Aim of the exercise
Lay out the material as a JSON list of strings, one string per line, starting at the line that contains "Point out the paved" and running through the end, inclusive, with blank lines omitted. Leave the pictures out of the answer.

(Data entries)
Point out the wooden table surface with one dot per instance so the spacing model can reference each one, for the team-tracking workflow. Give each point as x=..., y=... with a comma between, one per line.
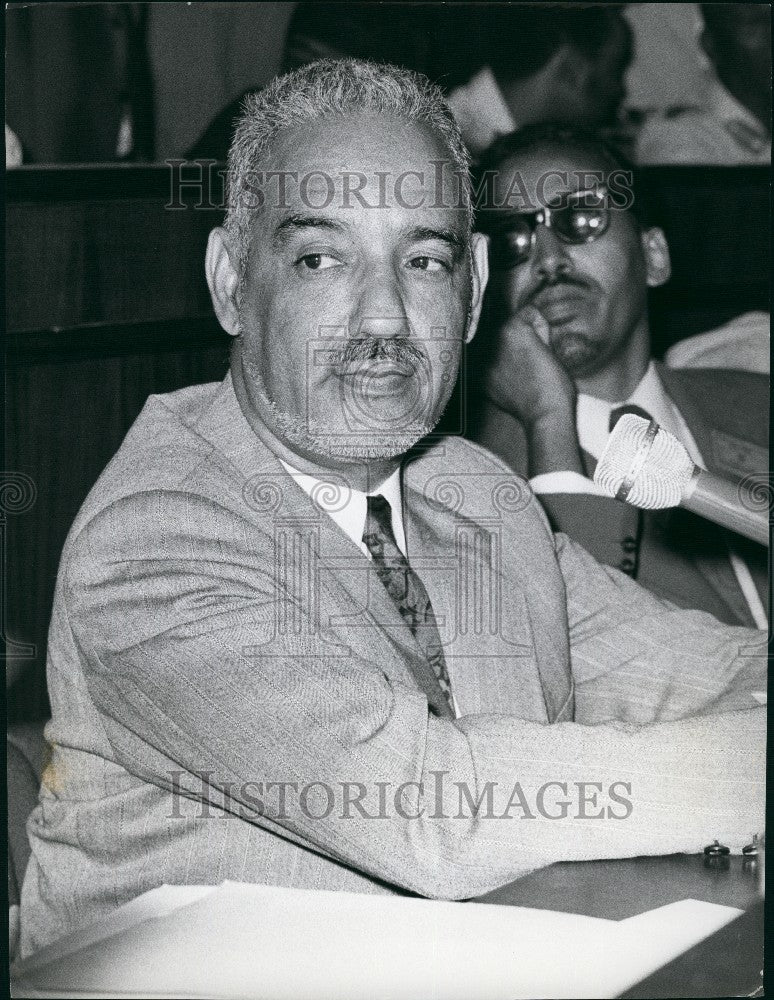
x=728, y=963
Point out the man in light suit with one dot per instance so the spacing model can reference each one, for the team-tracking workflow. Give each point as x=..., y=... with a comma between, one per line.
x=567, y=346
x=298, y=640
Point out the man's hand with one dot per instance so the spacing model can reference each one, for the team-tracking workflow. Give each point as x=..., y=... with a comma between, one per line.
x=526, y=379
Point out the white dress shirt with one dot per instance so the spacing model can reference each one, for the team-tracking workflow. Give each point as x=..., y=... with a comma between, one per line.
x=348, y=507
x=724, y=133
x=593, y=421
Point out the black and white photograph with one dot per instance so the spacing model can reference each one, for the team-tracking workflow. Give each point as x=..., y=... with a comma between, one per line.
x=386, y=507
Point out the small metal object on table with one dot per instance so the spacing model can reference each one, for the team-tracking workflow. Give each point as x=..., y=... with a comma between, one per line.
x=727, y=963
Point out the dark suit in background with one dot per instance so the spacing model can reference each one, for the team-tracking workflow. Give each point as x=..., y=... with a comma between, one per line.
x=675, y=554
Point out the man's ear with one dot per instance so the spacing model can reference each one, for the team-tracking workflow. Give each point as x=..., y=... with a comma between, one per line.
x=479, y=267
x=656, y=250
x=220, y=264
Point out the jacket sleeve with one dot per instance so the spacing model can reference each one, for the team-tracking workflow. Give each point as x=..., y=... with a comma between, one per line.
x=169, y=633
x=639, y=658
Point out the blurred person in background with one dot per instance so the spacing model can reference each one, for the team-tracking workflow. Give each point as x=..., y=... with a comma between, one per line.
x=544, y=64
x=78, y=82
x=734, y=128
x=565, y=349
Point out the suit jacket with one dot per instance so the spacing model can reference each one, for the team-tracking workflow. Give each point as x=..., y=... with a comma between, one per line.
x=214, y=632
x=677, y=555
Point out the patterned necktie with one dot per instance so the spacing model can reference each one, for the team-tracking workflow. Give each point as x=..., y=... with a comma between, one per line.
x=409, y=594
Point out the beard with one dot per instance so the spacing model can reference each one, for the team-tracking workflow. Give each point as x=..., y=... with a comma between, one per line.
x=576, y=352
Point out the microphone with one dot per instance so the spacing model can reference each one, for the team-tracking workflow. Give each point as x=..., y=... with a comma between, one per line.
x=648, y=467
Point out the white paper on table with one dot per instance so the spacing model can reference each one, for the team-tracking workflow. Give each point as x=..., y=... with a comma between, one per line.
x=268, y=943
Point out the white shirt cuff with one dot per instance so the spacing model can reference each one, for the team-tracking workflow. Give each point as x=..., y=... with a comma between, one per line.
x=564, y=482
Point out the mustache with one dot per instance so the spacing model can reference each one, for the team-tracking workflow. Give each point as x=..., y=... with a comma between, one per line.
x=399, y=350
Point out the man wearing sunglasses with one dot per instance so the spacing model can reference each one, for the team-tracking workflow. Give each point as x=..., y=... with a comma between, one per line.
x=566, y=347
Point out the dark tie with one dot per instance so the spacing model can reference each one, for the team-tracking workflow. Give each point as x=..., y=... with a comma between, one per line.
x=409, y=594
x=620, y=411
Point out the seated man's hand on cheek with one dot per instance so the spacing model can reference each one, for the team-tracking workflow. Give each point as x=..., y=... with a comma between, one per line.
x=525, y=379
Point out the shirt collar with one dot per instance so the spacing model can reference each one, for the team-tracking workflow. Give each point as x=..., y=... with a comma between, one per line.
x=593, y=415
x=347, y=506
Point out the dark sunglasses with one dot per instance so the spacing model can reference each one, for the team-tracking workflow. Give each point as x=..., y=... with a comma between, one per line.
x=580, y=217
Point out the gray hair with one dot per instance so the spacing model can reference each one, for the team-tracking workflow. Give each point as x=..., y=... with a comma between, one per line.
x=332, y=87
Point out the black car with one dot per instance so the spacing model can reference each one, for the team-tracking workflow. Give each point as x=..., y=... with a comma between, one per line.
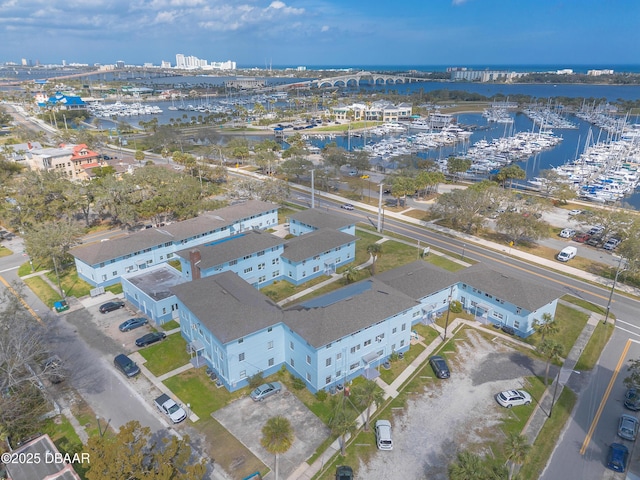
x=126, y=365
x=150, y=338
x=344, y=472
x=132, y=323
x=439, y=366
x=111, y=306
x=632, y=399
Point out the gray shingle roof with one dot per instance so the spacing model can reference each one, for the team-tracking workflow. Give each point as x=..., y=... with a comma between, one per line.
x=418, y=279
x=232, y=248
x=228, y=306
x=322, y=325
x=524, y=293
x=317, y=218
x=95, y=253
x=157, y=281
x=315, y=243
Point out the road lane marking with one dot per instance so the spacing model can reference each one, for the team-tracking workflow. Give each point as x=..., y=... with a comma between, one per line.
x=627, y=323
x=24, y=304
x=507, y=263
x=607, y=392
x=628, y=331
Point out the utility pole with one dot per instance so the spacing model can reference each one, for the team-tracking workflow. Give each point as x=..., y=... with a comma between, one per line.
x=313, y=193
x=380, y=209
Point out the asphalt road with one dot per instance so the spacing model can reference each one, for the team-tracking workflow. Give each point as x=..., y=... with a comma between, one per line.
x=578, y=454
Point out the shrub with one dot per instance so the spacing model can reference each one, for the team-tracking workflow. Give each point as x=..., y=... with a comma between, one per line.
x=256, y=380
x=455, y=306
x=297, y=383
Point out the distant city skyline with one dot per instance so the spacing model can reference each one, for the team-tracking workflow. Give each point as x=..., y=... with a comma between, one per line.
x=322, y=32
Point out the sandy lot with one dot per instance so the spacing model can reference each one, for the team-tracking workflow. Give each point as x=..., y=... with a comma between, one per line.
x=454, y=415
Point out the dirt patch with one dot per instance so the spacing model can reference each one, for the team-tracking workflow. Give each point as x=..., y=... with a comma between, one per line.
x=456, y=414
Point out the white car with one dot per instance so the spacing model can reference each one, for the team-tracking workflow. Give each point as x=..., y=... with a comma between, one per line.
x=510, y=398
x=383, y=435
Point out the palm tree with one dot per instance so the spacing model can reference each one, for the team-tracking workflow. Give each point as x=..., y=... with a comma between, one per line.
x=547, y=326
x=350, y=274
x=375, y=250
x=517, y=448
x=340, y=423
x=277, y=437
x=468, y=467
x=551, y=351
x=366, y=394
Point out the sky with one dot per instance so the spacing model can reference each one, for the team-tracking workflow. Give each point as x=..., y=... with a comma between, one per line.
x=323, y=32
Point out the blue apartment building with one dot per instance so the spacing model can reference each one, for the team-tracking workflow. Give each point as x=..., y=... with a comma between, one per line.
x=103, y=263
x=313, y=219
x=326, y=341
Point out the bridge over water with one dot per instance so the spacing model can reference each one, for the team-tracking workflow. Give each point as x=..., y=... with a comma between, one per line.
x=355, y=78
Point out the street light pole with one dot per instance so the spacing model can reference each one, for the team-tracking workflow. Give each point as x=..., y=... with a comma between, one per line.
x=613, y=287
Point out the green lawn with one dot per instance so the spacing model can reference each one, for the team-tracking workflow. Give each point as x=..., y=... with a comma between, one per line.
x=596, y=344
x=571, y=322
x=43, y=291
x=71, y=283
x=166, y=355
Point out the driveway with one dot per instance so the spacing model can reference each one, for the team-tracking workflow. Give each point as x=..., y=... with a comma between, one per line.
x=454, y=414
x=245, y=418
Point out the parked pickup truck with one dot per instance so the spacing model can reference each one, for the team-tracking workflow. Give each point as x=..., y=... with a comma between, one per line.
x=170, y=408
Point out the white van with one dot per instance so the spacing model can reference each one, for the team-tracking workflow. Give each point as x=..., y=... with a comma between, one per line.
x=567, y=253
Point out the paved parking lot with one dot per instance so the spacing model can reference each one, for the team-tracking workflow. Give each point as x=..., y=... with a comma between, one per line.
x=453, y=414
x=245, y=418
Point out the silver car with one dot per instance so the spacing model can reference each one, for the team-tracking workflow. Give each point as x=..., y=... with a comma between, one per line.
x=511, y=398
x=628, y=427
x=265, y=390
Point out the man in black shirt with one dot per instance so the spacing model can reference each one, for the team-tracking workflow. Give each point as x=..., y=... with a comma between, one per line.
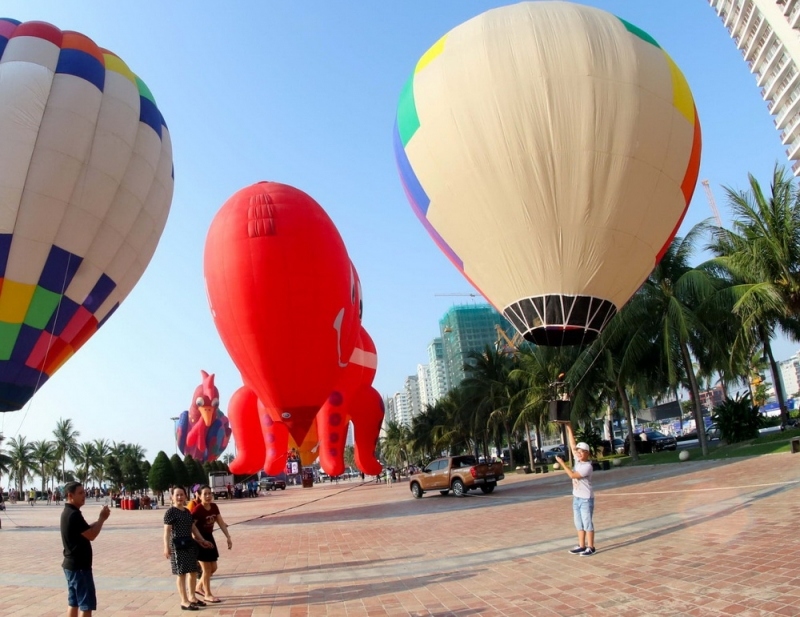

Final answer
[
  "Point out the paved parking lot with one dot per instance so the spacing model can reference each one, for the team-tracking workflow. Give each point as x=..., y=... with a comma between, one per line.",
  "x=453, y=414",
  "x=245, y=418",
  "Point out the silver car with one dot per instance so the spacing model can reference each one, for the team-tracking workflow. Give each point as x=..., y=... with a comma between, one per line.",
  "x=511, y=398",
  "x=628, y=427",
  "x=265, y=390",
  "Point out the man in black shirt with one dot per instance so the spacing model can reference each one, for the team-tracking workflow. Give each point as x=..., y=... with a comma between, one per line."
]